Aim of the task → For this exercise, write out each entry below exactly as it reads.

»»

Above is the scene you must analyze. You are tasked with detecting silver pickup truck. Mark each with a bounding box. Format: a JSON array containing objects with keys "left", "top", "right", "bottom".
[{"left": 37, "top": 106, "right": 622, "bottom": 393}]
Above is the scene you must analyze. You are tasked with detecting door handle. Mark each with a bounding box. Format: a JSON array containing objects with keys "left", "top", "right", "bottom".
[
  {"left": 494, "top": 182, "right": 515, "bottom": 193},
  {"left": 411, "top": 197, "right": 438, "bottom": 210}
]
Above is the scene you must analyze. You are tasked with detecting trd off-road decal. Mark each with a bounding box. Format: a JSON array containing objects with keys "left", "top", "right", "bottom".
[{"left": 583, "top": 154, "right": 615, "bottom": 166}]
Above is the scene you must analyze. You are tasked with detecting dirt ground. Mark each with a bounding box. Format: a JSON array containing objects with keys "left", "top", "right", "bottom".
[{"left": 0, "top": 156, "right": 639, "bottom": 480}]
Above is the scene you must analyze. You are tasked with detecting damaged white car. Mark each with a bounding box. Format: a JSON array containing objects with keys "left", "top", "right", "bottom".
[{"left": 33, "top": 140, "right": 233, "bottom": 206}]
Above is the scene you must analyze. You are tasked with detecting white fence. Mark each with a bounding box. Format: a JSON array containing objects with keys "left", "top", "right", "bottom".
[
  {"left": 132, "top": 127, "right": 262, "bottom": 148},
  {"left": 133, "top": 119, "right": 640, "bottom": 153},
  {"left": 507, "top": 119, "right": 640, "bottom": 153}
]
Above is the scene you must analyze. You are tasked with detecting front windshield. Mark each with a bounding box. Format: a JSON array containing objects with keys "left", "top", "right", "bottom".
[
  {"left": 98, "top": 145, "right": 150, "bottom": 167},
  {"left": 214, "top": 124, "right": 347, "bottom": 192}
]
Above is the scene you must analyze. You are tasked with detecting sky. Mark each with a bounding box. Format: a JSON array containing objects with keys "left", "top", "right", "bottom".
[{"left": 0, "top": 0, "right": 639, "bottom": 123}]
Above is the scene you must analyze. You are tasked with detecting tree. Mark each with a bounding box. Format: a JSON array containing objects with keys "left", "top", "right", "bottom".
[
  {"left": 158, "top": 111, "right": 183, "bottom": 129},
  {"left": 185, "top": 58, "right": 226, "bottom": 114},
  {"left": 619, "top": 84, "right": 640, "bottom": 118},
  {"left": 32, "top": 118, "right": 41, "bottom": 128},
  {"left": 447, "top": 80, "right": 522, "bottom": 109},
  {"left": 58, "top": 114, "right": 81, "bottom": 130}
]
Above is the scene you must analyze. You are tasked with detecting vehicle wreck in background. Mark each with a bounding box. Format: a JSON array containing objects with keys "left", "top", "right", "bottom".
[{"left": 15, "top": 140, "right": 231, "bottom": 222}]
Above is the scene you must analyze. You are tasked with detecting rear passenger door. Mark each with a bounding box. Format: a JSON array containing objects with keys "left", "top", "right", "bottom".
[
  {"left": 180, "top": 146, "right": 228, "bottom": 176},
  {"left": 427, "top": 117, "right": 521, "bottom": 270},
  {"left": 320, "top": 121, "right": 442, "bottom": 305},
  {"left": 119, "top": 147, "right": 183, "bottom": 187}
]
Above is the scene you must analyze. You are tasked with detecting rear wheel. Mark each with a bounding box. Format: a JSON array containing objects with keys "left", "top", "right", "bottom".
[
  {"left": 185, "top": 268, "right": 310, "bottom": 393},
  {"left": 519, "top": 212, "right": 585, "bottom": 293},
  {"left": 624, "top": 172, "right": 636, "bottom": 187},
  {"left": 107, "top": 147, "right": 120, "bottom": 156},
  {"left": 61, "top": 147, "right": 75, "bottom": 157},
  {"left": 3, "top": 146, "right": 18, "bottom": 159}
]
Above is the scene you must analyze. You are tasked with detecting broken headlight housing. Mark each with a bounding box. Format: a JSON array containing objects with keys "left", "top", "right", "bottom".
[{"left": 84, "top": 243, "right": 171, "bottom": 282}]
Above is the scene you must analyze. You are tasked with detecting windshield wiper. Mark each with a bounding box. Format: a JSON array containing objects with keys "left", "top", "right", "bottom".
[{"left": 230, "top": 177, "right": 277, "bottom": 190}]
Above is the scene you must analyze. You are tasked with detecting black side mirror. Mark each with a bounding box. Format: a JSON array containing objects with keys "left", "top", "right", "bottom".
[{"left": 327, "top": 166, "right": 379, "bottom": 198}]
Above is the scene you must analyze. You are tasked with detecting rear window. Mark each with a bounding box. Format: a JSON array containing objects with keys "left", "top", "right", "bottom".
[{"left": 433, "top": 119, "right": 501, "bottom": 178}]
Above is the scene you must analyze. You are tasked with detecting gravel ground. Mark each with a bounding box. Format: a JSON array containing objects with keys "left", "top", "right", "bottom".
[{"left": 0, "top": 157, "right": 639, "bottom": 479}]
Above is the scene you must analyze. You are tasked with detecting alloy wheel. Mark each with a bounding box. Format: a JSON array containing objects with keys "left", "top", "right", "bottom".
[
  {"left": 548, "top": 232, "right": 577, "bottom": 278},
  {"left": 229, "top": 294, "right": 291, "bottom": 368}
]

««

Answer to this exercise →
Above is the scene you must analyze. You are tasked with detecting silver pickup truck. Mark each with a bounding box. Format: a JSON array containing objects with keys "left", "top", "right", "bottom".
[{"left": 37, "top": 106, "right": 622, "bottom": 393}]
Above is the scene you must analyze. You are tasked with detecting door handle. Mark each with a bounding box. Format: a JSON array containing objects with keys "left", "top", "right", "bottom".
[
  {"left": 494, "top": 182, "right": 515, "bottom": 193},
  {"left": 411, "top": 197, "right": 438, "bottom": 210}
]
Above is the scene you must analyze. You are tasked with detecting trd off-road decal. Mark each with a bounding box. Format: a JSON array containing objects with keys "left", "top", "right", "bottom".
[{"left": 583, "top": 154, "right": 615, "bottom": 166}]
Above is the scene you must analyze. You are tasked with detecting dirt ground. Mark each with a bounding box. Format: a JSON array containing objects with keys "left", "top", "right", "bottom".
[{"left": 0, "top": 156, "right": 639, "bottom": 480}]
Above is the scene you must analyze. You are tasked with detecting damaged white car. Mark each with a bounding box. Format: a JSON array containing objects with keys "left", "top", "right", "bottom".
[{"left": 33, "top": 140, "right": 233, "bottom": 206}]
Above is the scene you must analyze. You are tasked with detecting white fence. Mark each with a bounding box. Format: a JSON array containing objects with keys "left", "top", "right", "bottom".
[
  {"left": 132, "top": 127, "right": 262, "bottom": 148},
  {"left": 133, "top": 119, "right": 640, "bottom": 153},
  {"left": 507, "top": 119, "right": 640, "bottom": 153}
]
Above is the scene you must analyze. You are tasked with detecting front windshield. Mark each with a bounding box. Format: a JSON array containing objects with keys "left", "top", "right", "bottom".
[
  {"left": 98, "top": 145, "right": 150, "bottom": 167},
  {"left": 214, "top": 124, "right": 347, "bottom": 192}
]
Above is the scene you must analyze. You are tasked with detecting sky. Mark each with a bounding box. Format: a JSON array containing objects with keys "left", "top", "right", "bottom".
[{"left": 0, "top": 0, "right": 639, "bottom": 123}]
Above is the scene you must analyze. You are tasked with detecting tree. Mark each with a bounding box. Format: a JSON array containing objects with keys "left", "top", "right", "bottom".
[
  {"left": 158, "top": 111, "right": 183, "bottom": 129},
  {"left": 185, "top": 58, "right": 226, "bottom": 114},
  {"left": 619, "top": 84, "right": 640, "bottom": 118},
  {"left": 32, "top": 118, "right": 41, "bottom": 128},
  {"left": 447, "top": 80, "right": 522, "bottom": 109},
  {"left": 58, "top": 114, "right": 81, "bottom": 130}
]
Above is the scene you must analyze. You are tasked with detecting vehicle wreck in background. Mark each with a bounding box. Format: a JSON array containing objects with keys "left", "top", "right", "bottom".
[{"left": 15, "top": 140, "right": 231, "bottom": 222}]
Above is the scene you must analyze. You are tasked with detecting rear passenger door. Mark each with a bounding box. Format: a JSON array containing objects with keys "left", "top", "right", "bottom".
[
  {"left": 180, "top": 146, "right": 228, "bottom": 176},
  {"left": 427, "top": 117, "right": 521, "bottom": 270},
  {"left": 320, "top": 121, "right": 442, "bottom": 305},
  {"left": 119, "top": 147, "right": 183, "bottom": 187}
]
Above is the scene you must analyze. You are tasked with detecting rear wheel. Mark each with a bounding box. Format: a JSON array containing objects with keys "left", "top", "right", "bottom".
[
  {"left": 185, "top": 268, "right": 310, "bottom": 393},
  {"left": 519, "top": 212, "right": 585, "bottom": 293},
  {"left": 624, "top": 172, "right": 636, "bottom": 187},
  {"left": 107, "top": 147, "right": 120, "bottom": 156},
  {"left": 61, "top": 147, "right": 75, "bottom": 157},
  {"left": 3, "top": 146, "right": 18, "bottom": 159}
]
Above is the scene you must analyze. You are tasked with detecting broken headlight housing. Mark each with a bounding box. Format: a JSON array containing objects with keys "left", "top", "right", "bottom".
[{"left": 84, "top": 243, "right": 171, "bottom": 282}]
Above is the scene you must analyze. You are tasked with detecting windshield wiper. Mark each with a bounding box. Format: a JSON array containing objects with keys "left", "top", "right", "bottom".
[{"left": 230, "top": 177, "right": 277, "bottom": 190}]
Above is the scene you must analyze. You are tasked with detecting black side mirror. Mark each with a bounding box. Format: a JSON array containing objects with keys "left", "top", "right", "bottom".
[{"left": 327, "top": 166, "right": 379, "bottom": 198}]
Above is the scene you must analyze. You are tasked with detecting rear window. Mark each with a bounding box. Format: a JSON array containing objects with keys "left", "top", "right", "bottom".
[{"left": 433, "top": 119, "right": 501, "bottom": 178}]
Above is the scene you must analyze. You are tasked with detecting gravel ground. Mark each with a bounding box. Format: a JSON array containing objects with keys "left", "top", "right", "bottom".
[{"left": 0, "top": 157, "right": 639, "bottom": 479}]
Above is the scene you must analyze. You are tasked with detecting alloy wheel. Mark each with a bounding box. Format: a JSON array containing objects with keys "left", "top", "right", "bottom".
[
  {"left": 548, "top": 232, "right": 577, "bottom": 278},
  {"left": 229, "top": 294, "right": 291, "bottom": 368}
]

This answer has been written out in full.